AIM OF THE EXERCISE | The listing below holds a line with "the mixer wheel" and a line with "of the work". Reproduce those two lines exactly, plus everything between them.

DATA PROVIDED |
____________

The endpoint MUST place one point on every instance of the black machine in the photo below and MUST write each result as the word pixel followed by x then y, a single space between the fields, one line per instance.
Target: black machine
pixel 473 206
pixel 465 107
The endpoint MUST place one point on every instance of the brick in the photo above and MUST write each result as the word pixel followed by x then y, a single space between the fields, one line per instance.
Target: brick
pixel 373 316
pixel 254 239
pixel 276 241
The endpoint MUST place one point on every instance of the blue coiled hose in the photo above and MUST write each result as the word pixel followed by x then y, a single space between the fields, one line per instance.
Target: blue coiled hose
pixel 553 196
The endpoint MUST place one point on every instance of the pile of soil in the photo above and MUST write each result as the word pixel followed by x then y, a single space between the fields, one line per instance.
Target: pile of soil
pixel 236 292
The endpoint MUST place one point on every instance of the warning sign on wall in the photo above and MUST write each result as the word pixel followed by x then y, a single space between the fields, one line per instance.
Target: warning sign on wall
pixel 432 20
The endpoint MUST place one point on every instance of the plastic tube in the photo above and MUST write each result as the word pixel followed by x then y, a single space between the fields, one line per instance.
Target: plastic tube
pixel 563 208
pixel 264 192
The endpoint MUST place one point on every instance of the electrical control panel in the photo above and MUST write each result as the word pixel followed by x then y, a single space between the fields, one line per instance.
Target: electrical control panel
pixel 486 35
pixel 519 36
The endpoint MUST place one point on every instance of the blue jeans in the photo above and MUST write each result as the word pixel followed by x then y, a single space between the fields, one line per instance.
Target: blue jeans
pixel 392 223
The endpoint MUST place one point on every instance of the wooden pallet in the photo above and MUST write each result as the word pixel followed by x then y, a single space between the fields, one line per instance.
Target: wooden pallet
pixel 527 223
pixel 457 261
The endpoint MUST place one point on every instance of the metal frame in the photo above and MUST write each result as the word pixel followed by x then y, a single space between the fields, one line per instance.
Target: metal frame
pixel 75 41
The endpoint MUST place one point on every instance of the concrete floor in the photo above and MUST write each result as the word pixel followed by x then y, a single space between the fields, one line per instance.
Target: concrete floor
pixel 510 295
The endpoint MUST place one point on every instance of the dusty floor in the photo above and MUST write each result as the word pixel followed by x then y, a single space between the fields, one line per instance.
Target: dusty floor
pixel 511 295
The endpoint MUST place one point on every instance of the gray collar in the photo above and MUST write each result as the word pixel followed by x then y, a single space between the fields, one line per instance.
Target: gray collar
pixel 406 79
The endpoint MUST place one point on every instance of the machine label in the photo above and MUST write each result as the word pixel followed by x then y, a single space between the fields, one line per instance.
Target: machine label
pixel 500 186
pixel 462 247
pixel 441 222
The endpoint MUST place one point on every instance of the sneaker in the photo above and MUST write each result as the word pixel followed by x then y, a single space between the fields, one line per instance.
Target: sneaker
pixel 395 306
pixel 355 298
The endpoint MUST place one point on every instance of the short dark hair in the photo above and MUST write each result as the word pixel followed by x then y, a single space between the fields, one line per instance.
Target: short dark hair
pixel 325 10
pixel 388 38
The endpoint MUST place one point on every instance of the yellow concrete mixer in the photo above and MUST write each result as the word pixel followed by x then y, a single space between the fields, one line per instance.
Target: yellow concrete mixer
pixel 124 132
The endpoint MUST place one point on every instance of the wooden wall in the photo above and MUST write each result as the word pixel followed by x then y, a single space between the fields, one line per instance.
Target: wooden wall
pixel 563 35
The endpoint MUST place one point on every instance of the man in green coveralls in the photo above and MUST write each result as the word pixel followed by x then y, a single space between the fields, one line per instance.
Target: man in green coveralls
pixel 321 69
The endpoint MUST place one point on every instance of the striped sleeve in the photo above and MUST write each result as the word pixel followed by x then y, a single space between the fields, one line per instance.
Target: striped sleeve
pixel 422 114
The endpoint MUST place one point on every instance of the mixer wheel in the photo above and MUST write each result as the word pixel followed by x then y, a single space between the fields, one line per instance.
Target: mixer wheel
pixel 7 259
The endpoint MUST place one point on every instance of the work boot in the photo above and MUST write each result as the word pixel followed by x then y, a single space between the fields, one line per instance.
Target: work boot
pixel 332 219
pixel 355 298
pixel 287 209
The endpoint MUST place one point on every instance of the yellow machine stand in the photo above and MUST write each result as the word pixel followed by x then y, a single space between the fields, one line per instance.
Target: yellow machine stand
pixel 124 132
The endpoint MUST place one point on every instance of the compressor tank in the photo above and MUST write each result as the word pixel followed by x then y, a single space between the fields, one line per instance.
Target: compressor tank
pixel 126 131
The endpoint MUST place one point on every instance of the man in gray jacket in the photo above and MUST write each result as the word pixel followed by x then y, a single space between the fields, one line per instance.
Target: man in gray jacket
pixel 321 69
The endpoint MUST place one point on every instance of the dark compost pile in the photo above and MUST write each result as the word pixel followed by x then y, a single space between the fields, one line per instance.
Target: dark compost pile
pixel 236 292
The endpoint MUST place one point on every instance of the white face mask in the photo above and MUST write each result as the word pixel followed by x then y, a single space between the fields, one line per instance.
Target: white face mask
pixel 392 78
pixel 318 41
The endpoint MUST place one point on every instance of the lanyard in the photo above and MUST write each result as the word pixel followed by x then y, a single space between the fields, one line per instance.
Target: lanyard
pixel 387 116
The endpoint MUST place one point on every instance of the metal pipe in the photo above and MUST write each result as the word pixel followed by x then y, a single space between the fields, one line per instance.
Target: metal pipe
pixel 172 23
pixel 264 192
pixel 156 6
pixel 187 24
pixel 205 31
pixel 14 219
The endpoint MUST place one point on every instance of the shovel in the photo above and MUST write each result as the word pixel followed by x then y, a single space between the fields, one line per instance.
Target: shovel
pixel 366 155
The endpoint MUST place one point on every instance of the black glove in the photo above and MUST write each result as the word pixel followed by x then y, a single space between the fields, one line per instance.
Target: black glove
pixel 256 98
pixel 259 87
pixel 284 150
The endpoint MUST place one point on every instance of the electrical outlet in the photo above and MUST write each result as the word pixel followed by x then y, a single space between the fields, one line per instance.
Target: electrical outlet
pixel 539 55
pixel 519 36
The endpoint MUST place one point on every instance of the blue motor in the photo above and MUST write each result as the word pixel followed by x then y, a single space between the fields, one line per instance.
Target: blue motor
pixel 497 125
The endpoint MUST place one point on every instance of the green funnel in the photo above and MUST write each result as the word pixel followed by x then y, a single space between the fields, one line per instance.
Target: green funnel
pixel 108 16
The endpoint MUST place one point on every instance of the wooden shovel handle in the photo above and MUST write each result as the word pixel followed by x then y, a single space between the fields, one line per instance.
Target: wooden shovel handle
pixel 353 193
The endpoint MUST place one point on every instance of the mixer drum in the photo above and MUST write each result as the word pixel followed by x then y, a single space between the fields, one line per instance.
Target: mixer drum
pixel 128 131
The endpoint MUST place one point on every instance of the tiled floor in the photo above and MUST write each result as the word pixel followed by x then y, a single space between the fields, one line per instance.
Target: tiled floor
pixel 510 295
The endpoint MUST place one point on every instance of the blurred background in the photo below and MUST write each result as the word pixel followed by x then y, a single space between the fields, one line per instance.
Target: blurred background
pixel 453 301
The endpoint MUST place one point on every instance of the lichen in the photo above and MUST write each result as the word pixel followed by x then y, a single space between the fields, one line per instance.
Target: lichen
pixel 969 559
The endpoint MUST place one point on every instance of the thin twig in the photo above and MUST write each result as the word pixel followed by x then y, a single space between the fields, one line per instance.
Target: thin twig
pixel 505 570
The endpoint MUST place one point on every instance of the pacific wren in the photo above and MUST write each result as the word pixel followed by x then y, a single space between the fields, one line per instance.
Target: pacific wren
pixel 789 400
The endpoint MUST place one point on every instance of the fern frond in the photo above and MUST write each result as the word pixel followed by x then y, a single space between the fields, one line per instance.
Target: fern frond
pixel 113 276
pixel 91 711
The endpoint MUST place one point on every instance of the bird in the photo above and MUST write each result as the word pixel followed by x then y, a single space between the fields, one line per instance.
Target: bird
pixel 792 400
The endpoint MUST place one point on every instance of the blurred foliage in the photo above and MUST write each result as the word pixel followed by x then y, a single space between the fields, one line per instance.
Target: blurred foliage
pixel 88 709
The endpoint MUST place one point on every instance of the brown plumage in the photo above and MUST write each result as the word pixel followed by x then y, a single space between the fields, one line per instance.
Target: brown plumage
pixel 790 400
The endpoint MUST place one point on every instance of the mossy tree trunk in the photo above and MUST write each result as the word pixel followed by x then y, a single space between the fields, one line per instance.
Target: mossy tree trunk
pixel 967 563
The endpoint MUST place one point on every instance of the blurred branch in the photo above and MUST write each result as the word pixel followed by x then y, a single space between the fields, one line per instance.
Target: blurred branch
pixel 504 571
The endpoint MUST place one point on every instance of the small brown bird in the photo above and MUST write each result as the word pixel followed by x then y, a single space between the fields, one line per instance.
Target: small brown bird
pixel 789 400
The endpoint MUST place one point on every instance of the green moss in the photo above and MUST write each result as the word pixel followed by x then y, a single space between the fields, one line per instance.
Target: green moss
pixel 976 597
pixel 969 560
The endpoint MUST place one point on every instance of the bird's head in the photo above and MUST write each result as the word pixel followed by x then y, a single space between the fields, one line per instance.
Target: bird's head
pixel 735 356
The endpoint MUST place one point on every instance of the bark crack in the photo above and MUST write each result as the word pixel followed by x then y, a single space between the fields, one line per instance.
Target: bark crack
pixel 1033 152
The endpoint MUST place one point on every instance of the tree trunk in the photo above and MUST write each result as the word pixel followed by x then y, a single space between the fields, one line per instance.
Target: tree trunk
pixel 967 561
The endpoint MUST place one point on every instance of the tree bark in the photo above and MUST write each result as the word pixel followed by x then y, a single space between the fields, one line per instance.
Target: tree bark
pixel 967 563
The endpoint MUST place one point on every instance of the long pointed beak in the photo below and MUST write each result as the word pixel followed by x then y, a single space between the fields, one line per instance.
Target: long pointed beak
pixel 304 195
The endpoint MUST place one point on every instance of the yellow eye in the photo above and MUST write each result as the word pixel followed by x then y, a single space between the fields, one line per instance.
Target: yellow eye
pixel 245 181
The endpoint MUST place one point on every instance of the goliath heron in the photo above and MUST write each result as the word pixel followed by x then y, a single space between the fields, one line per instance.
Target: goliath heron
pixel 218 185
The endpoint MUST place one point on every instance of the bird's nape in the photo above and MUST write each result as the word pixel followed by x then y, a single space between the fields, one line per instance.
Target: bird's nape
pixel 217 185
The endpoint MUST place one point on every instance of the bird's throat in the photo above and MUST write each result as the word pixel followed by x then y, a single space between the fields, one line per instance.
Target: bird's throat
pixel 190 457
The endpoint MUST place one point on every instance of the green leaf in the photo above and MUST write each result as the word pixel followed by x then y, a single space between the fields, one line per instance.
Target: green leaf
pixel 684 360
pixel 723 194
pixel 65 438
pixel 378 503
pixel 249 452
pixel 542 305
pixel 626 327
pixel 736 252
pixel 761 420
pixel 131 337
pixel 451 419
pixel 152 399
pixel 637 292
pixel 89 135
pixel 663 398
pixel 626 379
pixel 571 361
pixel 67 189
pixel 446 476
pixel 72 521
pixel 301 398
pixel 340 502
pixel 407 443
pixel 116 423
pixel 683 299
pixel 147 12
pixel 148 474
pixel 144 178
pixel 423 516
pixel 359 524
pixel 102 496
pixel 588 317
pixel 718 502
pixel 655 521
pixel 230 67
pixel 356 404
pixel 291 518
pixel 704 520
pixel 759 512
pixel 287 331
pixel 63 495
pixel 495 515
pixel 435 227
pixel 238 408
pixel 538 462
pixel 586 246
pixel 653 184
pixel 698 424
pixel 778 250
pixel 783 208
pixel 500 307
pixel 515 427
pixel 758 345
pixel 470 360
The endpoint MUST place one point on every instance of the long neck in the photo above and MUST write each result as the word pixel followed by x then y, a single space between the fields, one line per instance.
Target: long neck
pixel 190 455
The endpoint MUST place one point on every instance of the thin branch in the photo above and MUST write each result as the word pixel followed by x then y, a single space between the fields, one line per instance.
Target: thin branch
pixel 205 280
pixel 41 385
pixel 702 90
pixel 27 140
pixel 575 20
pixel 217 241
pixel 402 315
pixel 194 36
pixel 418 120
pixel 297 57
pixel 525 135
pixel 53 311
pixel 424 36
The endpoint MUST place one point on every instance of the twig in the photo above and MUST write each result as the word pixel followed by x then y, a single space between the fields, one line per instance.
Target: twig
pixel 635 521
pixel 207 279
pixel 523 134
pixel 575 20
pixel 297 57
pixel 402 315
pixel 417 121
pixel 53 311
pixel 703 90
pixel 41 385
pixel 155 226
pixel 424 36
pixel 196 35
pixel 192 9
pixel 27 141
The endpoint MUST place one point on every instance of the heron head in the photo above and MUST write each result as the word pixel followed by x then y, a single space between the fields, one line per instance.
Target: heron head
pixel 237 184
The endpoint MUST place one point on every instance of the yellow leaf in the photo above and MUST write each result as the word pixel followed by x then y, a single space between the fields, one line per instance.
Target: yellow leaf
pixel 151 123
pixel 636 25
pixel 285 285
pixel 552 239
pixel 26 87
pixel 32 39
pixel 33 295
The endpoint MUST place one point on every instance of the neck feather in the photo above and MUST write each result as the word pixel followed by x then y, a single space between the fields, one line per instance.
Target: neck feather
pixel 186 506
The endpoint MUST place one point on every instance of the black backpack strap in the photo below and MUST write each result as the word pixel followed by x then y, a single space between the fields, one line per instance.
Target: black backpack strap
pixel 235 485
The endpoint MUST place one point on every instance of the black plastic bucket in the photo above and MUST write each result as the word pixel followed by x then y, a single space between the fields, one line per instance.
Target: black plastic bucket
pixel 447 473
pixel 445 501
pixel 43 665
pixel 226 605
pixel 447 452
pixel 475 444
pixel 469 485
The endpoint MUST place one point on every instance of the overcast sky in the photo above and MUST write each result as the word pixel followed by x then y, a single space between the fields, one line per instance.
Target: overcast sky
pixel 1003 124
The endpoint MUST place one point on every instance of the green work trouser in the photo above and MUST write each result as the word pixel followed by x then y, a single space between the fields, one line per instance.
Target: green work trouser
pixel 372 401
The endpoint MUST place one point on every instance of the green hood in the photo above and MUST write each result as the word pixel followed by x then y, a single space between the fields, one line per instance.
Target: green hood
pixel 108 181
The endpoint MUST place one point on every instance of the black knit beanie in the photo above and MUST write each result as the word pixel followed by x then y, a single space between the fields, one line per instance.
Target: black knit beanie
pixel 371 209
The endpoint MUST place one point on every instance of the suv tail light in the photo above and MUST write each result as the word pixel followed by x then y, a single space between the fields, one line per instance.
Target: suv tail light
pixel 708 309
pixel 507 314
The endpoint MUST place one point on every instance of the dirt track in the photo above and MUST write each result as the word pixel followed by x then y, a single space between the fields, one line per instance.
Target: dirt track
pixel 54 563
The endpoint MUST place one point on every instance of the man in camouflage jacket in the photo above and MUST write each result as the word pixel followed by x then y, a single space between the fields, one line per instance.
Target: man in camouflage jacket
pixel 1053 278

____________

ANSWER BOX |
The endpoint MUST place one point on every instance of the mixer wheel in the photo above and MUST write each result as the word pixel followed by x then y, a single space between the fields, one line per instance.
Target: mixer wheel
pixel 7 259
The endpoint MUST place one point on every instance of the work boot in the photo above and MUST write each result as the word pixel followed by x then y, a single space between the fields, one line per instance.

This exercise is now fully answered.